As countries around the globe try to beat each other to the punch and print their way out of debt, equities have been attracting money out of bond markets. This is a trend we are watching closely, but we also know that new hands can sometimes be shaky hands when it comes to holding on to new investments. We continue to scan the data and look for potential new names to add to our recommended list. At the same time, earnings season is upon us, so we expect to see some of the fundamentals in various industries become a bit clearer. As always, we will keep premium subscribers informed of any immediate changes made to our Best Dividend Stocks List.
Looking at today’s action, Dell (DELL) added to yesterday’s lift on news the company may be in talks to be taken private. Apple (AAPL) shares dipped below $500 as another analyst shaved his earnings estimates and price target ahead of the company’s earnings news due out next week. Meanwhile, V.F. Corp (VFC) closed flat following yesterday’s pop on news it has an acquisition target in its sights.
Elsewhere, we saw positive analyst calls on Caterpillar (CAT) and Boston Properties (BXP) help those shares buck the early weakness. On the flip side, negative notes on Con Edison (ED) and American Express (AXP) had both of those names finishing in the red.

● Exercise 1
Copy the market commentary verbatim, covering the stretch from "Looking at today’s" through "in the red.".

● Records provided

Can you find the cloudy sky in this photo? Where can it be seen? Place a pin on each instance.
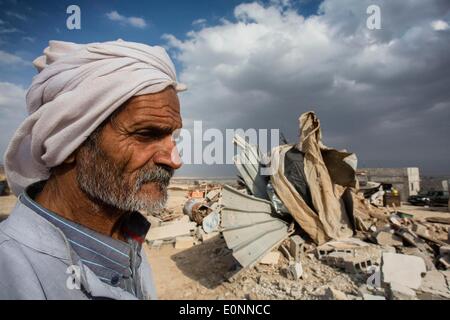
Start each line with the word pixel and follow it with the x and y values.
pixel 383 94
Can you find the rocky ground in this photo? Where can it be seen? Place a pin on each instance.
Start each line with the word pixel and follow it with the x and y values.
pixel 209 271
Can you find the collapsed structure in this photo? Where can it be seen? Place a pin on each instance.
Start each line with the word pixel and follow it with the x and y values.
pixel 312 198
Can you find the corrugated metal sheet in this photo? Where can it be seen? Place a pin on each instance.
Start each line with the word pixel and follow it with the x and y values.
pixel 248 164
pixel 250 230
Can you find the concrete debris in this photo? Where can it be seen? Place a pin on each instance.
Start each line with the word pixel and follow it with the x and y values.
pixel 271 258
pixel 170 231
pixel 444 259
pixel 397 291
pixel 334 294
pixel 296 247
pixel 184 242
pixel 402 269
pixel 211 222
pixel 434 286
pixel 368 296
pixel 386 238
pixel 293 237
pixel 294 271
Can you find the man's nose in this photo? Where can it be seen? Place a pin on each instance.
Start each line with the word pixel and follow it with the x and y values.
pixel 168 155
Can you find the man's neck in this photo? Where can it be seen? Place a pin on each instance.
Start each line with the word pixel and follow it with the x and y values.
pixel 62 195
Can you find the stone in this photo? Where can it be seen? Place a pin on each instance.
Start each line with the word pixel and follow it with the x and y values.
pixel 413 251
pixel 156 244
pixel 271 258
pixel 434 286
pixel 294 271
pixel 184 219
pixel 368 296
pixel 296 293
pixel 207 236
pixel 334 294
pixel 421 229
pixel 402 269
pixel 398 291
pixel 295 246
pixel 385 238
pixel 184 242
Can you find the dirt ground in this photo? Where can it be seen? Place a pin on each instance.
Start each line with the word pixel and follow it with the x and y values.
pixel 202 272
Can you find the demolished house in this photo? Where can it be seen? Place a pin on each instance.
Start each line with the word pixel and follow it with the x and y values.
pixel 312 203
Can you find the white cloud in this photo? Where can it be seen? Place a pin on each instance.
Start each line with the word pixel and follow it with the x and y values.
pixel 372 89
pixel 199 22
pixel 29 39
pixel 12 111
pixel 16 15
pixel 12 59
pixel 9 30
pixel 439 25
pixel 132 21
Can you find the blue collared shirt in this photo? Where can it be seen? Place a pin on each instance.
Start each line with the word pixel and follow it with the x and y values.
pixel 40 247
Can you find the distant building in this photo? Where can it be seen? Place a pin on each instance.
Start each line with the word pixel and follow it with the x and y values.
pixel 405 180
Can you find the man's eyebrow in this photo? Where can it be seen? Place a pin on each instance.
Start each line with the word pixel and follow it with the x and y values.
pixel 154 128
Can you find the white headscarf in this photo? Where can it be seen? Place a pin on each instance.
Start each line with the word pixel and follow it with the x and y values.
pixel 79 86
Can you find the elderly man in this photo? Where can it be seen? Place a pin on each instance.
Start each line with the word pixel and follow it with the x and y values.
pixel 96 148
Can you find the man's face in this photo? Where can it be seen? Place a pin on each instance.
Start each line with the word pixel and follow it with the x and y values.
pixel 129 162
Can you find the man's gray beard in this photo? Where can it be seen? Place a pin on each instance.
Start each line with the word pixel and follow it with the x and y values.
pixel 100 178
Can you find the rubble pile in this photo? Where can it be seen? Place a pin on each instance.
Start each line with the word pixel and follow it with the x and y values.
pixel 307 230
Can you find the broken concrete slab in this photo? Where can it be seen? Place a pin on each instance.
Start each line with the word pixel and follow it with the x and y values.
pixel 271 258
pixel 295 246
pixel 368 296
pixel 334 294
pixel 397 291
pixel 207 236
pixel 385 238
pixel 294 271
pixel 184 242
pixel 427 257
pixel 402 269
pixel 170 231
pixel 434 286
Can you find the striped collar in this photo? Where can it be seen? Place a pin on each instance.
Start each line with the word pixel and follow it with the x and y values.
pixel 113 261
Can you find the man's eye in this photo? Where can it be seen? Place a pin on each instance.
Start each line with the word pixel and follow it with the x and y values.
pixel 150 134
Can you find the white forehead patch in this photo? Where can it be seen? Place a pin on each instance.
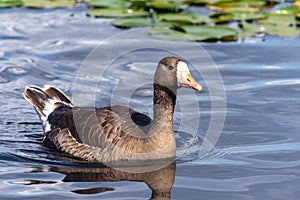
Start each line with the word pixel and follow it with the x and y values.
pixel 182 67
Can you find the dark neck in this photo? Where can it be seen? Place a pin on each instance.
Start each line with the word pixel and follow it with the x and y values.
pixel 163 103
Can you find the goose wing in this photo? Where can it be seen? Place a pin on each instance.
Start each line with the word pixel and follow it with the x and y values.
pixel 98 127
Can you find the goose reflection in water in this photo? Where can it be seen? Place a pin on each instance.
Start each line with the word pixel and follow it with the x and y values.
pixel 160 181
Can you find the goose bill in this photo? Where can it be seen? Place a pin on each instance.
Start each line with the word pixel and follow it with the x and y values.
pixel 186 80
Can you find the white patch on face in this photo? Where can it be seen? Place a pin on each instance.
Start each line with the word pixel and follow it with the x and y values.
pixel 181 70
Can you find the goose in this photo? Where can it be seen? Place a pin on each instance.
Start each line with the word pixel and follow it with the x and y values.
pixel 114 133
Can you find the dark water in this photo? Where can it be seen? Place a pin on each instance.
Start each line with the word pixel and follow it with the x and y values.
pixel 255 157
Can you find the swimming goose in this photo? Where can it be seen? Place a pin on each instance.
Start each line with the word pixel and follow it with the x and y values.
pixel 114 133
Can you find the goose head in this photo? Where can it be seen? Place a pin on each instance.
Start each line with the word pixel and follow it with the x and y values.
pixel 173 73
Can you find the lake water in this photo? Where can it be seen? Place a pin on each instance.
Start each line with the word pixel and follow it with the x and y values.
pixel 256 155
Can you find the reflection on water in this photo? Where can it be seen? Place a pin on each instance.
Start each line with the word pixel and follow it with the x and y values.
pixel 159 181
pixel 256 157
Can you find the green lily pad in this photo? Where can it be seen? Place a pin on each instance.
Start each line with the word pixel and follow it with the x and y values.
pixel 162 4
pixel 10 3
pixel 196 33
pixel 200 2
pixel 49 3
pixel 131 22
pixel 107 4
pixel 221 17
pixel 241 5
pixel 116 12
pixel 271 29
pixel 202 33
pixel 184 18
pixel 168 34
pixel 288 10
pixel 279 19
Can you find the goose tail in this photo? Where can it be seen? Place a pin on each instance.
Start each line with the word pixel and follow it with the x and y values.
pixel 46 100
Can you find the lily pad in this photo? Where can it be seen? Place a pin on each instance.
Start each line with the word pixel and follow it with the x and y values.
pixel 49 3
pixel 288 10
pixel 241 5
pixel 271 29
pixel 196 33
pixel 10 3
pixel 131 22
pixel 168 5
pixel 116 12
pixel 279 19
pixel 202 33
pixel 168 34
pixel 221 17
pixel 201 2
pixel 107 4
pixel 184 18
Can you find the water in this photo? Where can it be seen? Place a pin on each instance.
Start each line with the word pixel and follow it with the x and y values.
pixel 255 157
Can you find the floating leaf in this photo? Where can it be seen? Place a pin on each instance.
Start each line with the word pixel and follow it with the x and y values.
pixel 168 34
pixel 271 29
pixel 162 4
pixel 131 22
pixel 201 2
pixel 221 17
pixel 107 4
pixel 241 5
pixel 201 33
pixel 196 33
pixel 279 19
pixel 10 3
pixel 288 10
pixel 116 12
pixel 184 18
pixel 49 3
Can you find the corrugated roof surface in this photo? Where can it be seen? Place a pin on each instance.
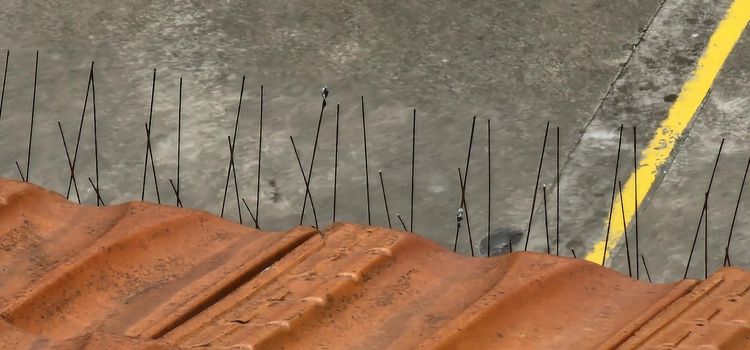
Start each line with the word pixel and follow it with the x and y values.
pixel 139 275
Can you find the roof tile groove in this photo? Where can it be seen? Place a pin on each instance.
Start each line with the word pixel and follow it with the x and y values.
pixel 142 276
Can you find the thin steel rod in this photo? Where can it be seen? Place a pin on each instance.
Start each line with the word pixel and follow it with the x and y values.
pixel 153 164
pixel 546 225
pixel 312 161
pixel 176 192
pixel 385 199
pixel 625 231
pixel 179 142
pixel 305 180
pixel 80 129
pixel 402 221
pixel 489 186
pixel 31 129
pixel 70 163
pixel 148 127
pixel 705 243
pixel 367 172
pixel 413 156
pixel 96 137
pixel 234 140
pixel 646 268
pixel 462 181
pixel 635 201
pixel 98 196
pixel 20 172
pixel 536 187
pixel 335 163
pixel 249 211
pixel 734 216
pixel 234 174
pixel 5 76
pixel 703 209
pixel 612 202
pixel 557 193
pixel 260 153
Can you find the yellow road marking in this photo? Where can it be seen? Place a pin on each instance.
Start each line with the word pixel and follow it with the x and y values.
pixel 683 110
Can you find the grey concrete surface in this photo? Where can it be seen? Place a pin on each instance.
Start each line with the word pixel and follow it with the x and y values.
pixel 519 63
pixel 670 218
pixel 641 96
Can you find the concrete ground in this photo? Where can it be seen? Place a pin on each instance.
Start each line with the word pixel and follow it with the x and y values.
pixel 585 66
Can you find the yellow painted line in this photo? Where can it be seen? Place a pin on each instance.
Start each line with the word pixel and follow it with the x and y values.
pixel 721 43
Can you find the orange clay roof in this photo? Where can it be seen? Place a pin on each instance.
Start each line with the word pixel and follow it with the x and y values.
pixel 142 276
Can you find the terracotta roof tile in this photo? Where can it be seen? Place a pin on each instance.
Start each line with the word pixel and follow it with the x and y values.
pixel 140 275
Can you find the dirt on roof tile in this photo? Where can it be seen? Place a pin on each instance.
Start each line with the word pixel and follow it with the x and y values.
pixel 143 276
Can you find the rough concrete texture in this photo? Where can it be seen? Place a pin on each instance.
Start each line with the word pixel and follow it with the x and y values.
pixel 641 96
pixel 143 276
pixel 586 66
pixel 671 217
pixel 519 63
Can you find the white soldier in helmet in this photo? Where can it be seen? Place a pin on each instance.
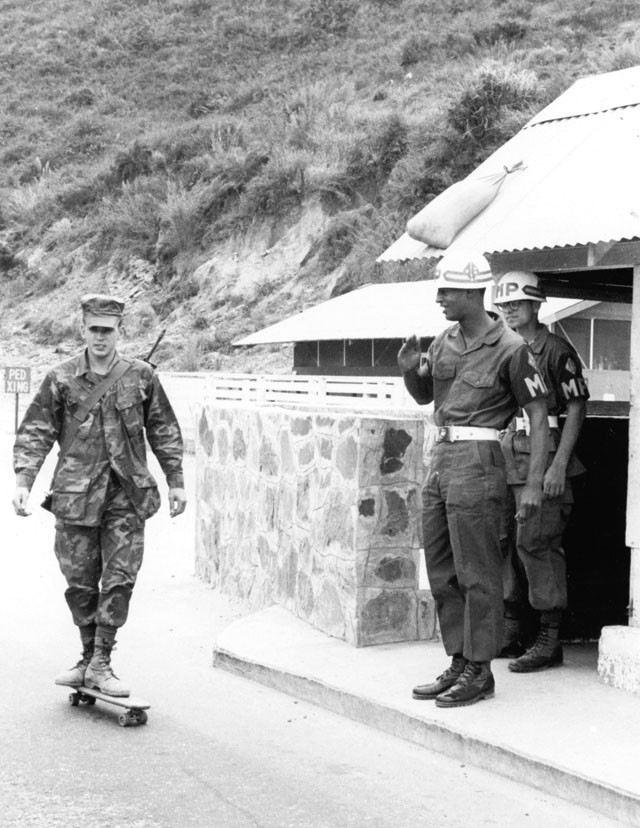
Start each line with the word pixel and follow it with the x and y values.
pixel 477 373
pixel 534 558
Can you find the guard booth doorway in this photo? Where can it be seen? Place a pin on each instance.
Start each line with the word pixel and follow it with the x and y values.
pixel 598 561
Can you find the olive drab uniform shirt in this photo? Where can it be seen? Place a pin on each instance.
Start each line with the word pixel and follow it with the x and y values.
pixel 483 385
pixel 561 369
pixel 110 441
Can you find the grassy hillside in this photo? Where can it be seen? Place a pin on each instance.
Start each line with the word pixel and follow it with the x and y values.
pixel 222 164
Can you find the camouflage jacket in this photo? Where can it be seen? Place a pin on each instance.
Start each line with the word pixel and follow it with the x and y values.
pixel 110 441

● Exercise 2
Convert the entries in the stretch from the line containing "Can you find the demolished" through the line containing "pixel 100 178", both ends included, into a two-column CSV with headers instruction and response. Use one row per entry, place each field in double quotes, and replace every line break inside a field with a space.

● Full response 1
Looking at today’s action, Dell (DELL) added to yesterday’s lift on news the company may be in talks to be taken private. Apple (AAPL) shares dipped below $500 as another analyst shaved his earnings estimates and price target ahead of the company’s earnings news due out next week. Meanwhile, V.F. Corp (VFC) closed flat following yesterday’s pop on news it has an acquisition target in its sights.
Elsewhere, we saw positive analyst calls on Caterpillar (CAT) and Boston Properties (BXP) help those shares buck the early weakness. On the flip side, negative notes on Con Edison (ED) and American Express (AXP) had both of those names finishing in the red.

● Full response 2
instruction,response
"Can you find the demolished house in this photo? Where can it be seen? Place a pin on each instance. Start each line with the word pixel and follow it with the x and y values.","pixel 312 203"
"Can you find the white cloud in this photo? Where can it be seen? Place a pin on each instance. Start each line with the word pixel and follow it with the x and y values.","pixel 372 89 pixel 199 22 pixel 29 39 pixel 12 111 pixel 16 15 pixel 12 59 pixel 9 30 pixel 439 25 pixel 132 21"
"Can you find the blue collared shirt in this photo? Where can it be seen? Place a pin on each instance. Start each line with the word pixel and follow it with the x and y values.","pixel 40 247"
"Can you find the distant building in this photo? Where can it be seen? Place a pin on each instance. Start each line with the word pixel and follow it with the x and y values.","pixel 405 180"
"Can you find the man's eyebrow in this photo? Where can it be seen? Place a pin on each instance. Start each line with the word pixel and follow it with the x and y values.","pixel 154 128"
"Can you find the white headscarf in this photo? Where can it be seen? Place a pin on each instance. Start each line with the word pixel and follow it with the x and y values.","pixel 79 86"
"Can you find the elderly man in this photo? Where can it be seen? Place a pin on each instance. Start each line with the word pixel and follow it with the x and y values.","pixel 96 148"
"Can you find the man's face in this photo? Where can it be seen? Place a pin on each instance. Start each line with the word pixel and follow it with the x and y values.","pixel 129 162"
"Can you find the man's gray beard in this photo? Where can it be seen? Place a pin on each instance. Start each line with the word pixel and follow it with the x and y values.","pixel 100 178"